Finally, all offspring have a small chance of mutation. Mutated neurons are regenerated with random weights and links. (The weights of every neuron, whether or not it is mutated, are perturbed very slightly to introduce randomness.) Networks have a small, independent chance for each of their neurons that a different, randomly chosen neuron will be used instead. There is also a greater chance that the network will replace any number of its neurons with those neurons’ children, if they had any this generation.
The possibility exists that any of a network’s neurons will be eliminated from the population, replaced by the children of fitter neurons--creating a sort of nepotistic influence in the population. When this occurs, the network will use a randomly chosen replacement. This helps insure that all neurons are given equal opportunity to be used by networks.
The source code can be found at: http://www.columbia.edu/~djc28/4721/finalprj.tar.
(Near the end, we intended to explore the so-called Baldwin Effect, by allowing the networks to use backpropogation of error to learn while they were being evolved. However, we did not finalize the implementation. Perhaps this could be examined in the future.)
We were able to evolve neural networks to compute a variety of nonlinear functions with very little error. When the method was successful, it was very quick and converged after few generations (usually ten to twenty). When the population seemed to hopelessly converge on sub-optimal solutions, allowing it to continue through additional generations often got it out of its rut and it continued to find new solutions. Here is a list of several classes of functions it attempted to learn, with results:
Arithmetic expressions: Found solutions to simple functions such as identity, summation, and polynomials with varying success. Identity was extremely accurate for many inputs. Summation was accurate for two inputs to thirty inputs, sometimes finding a near-perfect solution. Multivariable polynomial computation was less accurate, often converging on a solution with a small average error but horrible worst-case performance. Sometimes the population failed to converge with low number of inputs; it apparently performed better, albeit slower, with more data.
Boolean expressions: Extremely successful, even with high complexity and number of inputs. For example, the method was able to develop solutions to expressions like [(A+B)(C+D)o(A+E)(B+F)] with less than 0.0001% worst-case error.
Constant-value functions: Success varied with the number of inputs. With one to five inputs the fittest networks were nearly perfect, but as the number of inputs increased accuracy degraded and convergence time increased.
Clearly, evolving neural nets to perform tasks can be successful in certain domains. The purpose of this project was not to compare the performance of our method to conventional methods, but to assess its feasibility. Indeed, we were initially unsure whether it would work at all. The obvious next step is to apply the method to a more difficult domain, such as game playing, and refine the evolutionary operations. There is a great deal of guesswork involved in the process of evolving the networks, in choosing them for mating, in mutating them, and so on.
Genetic programming also has the potential to correct another shortcoming of neural nets, by evolving nets with diverse topologies. In this way, the best network topology could theoretically be found without resorting to user interference or intuition.

________________________________________

*Task requirements:* Could you reproduce the passage on evolving neural networks, starting at "(Near the end, we" and ending at "in the future.)", but switch "implementation" to "code"?

*Items from a data source:*

________________________________________

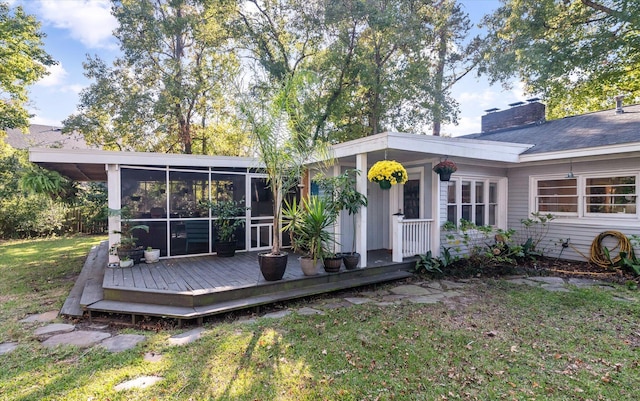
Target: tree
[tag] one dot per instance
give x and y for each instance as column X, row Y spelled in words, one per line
column 374, row 66
column 23, row 62
column 576, row 54
column 165, row 88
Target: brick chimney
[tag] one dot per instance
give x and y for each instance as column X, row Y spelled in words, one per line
column 519, row 114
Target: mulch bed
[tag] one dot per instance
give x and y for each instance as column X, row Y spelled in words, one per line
column 544, row 267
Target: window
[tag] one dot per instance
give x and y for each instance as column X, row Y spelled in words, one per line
column 558, row 196
column 587, row 196
column 610, row 195
column 474, row 200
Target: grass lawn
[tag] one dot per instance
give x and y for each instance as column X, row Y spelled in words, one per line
column 501, row 341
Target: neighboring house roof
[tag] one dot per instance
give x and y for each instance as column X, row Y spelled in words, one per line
column 45, row 136
column 602, row 128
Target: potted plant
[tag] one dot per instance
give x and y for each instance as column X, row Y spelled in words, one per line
column 444, row 169
column 344, row 196
column 387, row 173
column 229, row 216
column 307, row 222
column 126, row 261
column 128, row 246
column 283, row 145
column 151, row 255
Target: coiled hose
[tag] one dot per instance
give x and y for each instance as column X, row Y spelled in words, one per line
column 599, row 256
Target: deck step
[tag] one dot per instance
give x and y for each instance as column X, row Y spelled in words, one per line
column 183, row 312
column 90, row 277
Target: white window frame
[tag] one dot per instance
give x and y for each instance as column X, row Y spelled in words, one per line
column 501, row 201
column 581, row 182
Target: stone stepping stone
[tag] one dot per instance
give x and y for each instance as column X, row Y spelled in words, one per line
column 427, row 299
column 412, row 290
column 278, row 314
column 555, row 288
column 78, row 338
column 5, row 348
column 358, row 300
column 393, row 298
column 41, row 317
column 186, row 337
column 453, row 285
column 152, row 357
column 55, row 328
column 122, row 342
column 548, row 280
column 524, row 281
column 588, row 282
column 140, row 382
column 306, row 311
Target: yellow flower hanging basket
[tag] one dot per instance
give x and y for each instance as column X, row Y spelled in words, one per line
column 387, row 173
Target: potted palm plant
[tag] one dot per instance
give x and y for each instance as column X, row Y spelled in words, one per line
column 283, row 145
column 344, row 196
column 128, row 247
column 307, row 222
column 230, row 215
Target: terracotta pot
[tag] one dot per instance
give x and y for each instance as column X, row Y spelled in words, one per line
column 273, row 267
column 133, row 254
column 332, row 265
column 152, row 256
column 225, row 249
column 309, row 266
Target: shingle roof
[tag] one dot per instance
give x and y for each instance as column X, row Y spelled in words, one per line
column 44, row 136
column 596, row 129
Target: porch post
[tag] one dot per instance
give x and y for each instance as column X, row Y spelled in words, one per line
column 397, row 238
column 337, row 227
column 436, row 197
column 113, row 203
column 361, row 217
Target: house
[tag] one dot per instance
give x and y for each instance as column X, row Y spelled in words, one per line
column 44, row 136
column 583, row 169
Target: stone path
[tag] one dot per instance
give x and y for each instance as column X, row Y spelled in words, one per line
column 428, row 292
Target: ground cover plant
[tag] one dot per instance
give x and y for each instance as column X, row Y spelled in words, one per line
column 496, row 340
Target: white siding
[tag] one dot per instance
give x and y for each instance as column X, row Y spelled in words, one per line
column 580, row 231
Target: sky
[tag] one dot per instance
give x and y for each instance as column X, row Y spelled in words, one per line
column 77, row 28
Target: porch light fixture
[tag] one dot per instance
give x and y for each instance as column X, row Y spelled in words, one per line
column 570, row 174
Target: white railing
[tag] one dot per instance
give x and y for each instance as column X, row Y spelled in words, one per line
column 410, row 237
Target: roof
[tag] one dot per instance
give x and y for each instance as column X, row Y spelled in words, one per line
column 591, row 130
column 90, row 164
column 44, row 136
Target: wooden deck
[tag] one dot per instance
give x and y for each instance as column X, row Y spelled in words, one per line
column 195, row 287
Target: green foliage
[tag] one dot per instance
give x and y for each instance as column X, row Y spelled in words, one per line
column 576, row 54
column 282, row 143
column 485, row 246
column 341, row 192
column 428, row 264
column 173, row 86
column 23, row 62
column 30, row 215
column 229, row 216
column 533, row 231
column 376, row 65
column 128, row 240
column 307, row 222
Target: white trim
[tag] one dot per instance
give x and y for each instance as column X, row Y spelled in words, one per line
column 436, row 145
column 502, row 206
column 606, row 151
column 581, row 213
column 93, row 156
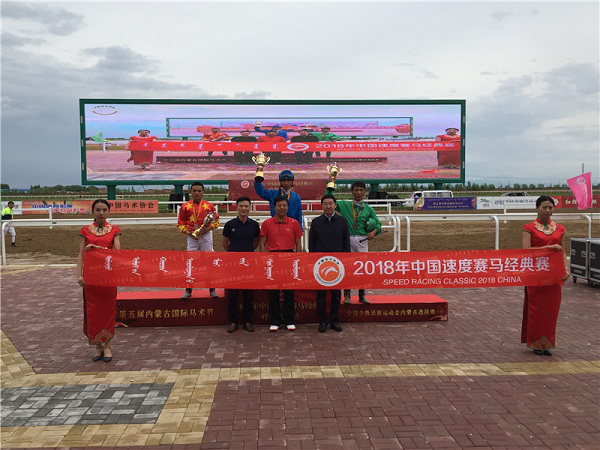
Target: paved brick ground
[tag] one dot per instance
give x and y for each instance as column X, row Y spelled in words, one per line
column 406, row 413
column 464, row 383
column 42, row 316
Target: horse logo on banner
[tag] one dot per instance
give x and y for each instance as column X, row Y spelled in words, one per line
column 328, row 271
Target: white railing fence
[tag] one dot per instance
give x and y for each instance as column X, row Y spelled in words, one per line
column 391, row 222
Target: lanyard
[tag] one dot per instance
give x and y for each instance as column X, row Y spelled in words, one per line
column 195, row 212
column 356, row 216
column 282, row 192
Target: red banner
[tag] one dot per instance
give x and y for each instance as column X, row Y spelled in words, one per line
column 378, row 270
column 266, row 147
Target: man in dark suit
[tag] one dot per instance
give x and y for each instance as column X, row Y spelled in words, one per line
column 329, row 233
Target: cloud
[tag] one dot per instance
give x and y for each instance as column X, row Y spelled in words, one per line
column 12, row 40
column 52, row 19
column 121, row 59
column 40, row 111
column 257, row 94
column 500, row 16
column 542, row 121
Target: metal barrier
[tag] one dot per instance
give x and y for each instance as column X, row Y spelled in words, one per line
column 394, row 222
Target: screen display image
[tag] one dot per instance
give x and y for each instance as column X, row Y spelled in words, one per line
column 159, row 142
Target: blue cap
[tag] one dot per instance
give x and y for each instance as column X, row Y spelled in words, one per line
column 286, row 175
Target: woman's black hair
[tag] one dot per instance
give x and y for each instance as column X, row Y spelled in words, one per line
column 100, row 200
column 544, row 198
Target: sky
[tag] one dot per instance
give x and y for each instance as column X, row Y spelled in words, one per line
column 528, row 71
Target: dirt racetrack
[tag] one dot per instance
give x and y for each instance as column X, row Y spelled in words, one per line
column 60, row 245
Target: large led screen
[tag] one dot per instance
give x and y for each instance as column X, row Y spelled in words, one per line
column 170, row 141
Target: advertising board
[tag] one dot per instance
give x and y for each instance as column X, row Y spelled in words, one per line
column 179, row 141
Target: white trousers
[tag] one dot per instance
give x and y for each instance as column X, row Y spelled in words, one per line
column 357, row 246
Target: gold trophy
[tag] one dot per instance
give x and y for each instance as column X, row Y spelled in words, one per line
column 261, row 161
column 208, row 220
column 334, row 170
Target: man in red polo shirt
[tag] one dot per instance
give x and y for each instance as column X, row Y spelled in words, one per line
column 281, row 233
column 272, row 139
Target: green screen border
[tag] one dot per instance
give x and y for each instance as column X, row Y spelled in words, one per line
column 85, row 101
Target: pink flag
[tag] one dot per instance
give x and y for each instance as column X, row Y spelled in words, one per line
column 582, row 190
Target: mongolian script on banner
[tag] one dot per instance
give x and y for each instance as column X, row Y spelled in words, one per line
column 381, row 270
column 361, row 146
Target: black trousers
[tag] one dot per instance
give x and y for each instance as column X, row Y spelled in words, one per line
column 275, row 308
column 334, row 307
column 232, row 297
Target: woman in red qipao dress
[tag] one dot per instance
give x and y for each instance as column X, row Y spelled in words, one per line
column 540, row 310
column 99, row 302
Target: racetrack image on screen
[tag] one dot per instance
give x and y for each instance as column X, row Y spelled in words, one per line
column 159, row 142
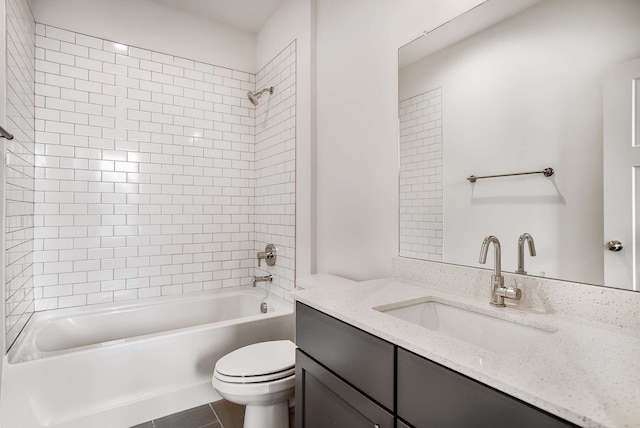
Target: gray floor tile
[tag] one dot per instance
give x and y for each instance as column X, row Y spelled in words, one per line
column 198, row 417
column 144, row 425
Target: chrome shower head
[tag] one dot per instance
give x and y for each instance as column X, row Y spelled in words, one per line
column 255, row 96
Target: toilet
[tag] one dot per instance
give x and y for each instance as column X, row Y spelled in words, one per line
column 260, row 376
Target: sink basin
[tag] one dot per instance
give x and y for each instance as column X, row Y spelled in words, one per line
column 493, row 334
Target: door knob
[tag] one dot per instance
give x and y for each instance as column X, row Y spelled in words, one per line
column 614, row 245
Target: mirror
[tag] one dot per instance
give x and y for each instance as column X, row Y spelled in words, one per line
column 516, row 86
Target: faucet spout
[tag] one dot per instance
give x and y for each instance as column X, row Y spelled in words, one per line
column 497, row 280
column 532, row 251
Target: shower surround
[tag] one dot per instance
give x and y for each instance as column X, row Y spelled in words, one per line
column 155, row 175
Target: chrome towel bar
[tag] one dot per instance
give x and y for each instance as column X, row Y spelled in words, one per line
column 548, row 172
column 5, row 134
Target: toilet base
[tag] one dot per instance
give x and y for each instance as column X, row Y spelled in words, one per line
column 270, row 416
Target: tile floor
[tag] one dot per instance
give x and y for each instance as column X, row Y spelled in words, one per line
column 221, row 414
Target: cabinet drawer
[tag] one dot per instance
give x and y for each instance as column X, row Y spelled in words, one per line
column 360, row 358
column 323, row 400
column 432, row 395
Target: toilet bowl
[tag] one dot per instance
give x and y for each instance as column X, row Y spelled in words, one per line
column 261, row 377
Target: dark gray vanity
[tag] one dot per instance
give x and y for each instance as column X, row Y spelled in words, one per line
column 348, row 378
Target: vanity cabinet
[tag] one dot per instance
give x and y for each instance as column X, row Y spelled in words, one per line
column 361, row 359
column 432, row 395
column 348, row 378
column 324, row 400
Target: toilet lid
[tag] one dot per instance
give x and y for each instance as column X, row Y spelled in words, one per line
column 259, row 359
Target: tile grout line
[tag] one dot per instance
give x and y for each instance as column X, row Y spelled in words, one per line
column 217, row 417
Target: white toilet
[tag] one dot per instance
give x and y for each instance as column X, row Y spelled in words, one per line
column 262, row 377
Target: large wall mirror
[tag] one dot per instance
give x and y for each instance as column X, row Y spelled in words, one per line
column 516, row 86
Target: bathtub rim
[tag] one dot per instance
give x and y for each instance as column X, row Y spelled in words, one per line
column 24, row 350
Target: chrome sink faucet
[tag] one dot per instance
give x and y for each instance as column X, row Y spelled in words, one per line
column 532, row 251
column 498, row 290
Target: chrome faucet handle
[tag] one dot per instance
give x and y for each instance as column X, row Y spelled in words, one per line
column 511, row 292
column 269, row 255
column 532, row 251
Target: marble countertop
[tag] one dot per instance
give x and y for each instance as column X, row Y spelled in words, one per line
column 586, row 372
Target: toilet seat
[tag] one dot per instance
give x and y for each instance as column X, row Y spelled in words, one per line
column 257, row 363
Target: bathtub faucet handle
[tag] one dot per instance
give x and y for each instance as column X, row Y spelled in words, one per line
column 266, row 278
column 269, row 255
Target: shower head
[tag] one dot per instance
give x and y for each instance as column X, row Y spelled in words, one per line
column 255, row 96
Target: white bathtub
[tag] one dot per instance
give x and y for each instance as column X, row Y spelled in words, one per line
column 120, row 366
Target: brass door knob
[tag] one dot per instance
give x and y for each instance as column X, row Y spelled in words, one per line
column 614, row 245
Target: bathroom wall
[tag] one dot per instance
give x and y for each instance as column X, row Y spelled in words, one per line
column 296, row 20
column 420, row 145
column 154, row 26
column 19, row 168
column 147, row 179
column 275, row 168
column 357, row 57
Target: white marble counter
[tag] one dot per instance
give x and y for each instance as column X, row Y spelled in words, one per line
column 586, row 372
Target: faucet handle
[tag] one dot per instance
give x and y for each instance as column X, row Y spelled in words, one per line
column 269, row 254
column 511, row 292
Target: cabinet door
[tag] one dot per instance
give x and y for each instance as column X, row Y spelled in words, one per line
column 324, row 400
column 430, row 395
column 363, row 360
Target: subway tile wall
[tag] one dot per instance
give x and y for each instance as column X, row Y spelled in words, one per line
column 421, row 176
column 20, row 170
column 146, row 178
column 275, row 168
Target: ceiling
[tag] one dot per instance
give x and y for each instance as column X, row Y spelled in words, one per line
column 247, row 15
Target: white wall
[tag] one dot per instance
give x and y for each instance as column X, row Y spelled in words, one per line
column 3, row 121
column 143, row 23
column 357, row 57
column 295, row 20
column 521, row 96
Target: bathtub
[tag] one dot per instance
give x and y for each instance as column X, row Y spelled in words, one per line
column 109, row 366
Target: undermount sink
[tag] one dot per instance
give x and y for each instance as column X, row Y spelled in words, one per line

________________________________________

*Result:*
(Near the end, we intended to explore the so-called Baldwin Effect, by allowing the networks to use backpropogation of error to learn while they were being evolved. However, we did not finalize the code. Perhaps this could be examined in the future.)